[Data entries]
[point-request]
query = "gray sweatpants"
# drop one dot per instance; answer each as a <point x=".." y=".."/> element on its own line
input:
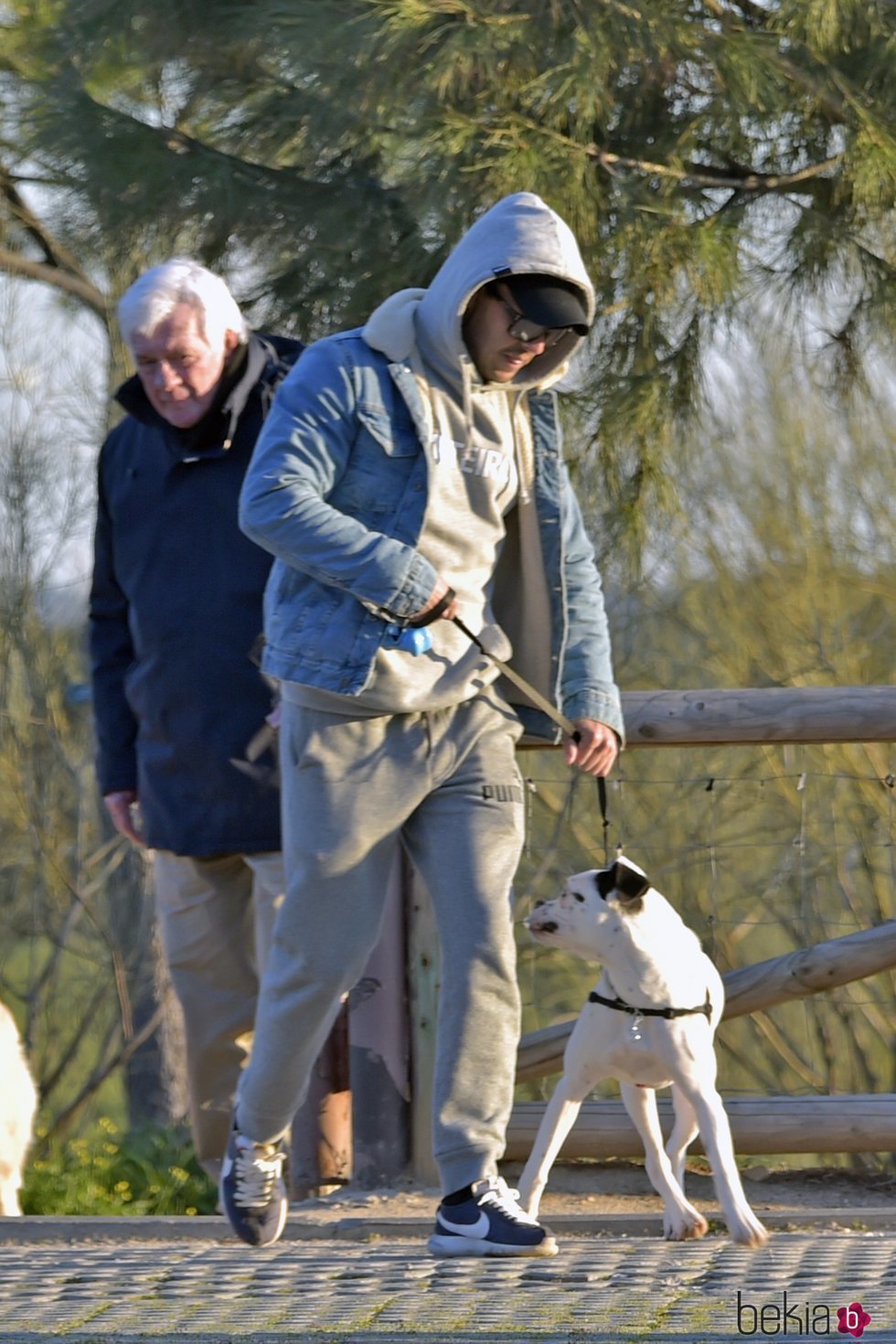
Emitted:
<point x="443" y="784"/>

» Task to carry out
When you repeat the data, keep every line exact and drop the images.

» Solution to this task
[point-request]
query = "gray sweatpants"
# drop one dot per instance; answer each as a <point x=".." y=".."/> element on its own line
input:
Emitted:
<point x="443" y="784"/>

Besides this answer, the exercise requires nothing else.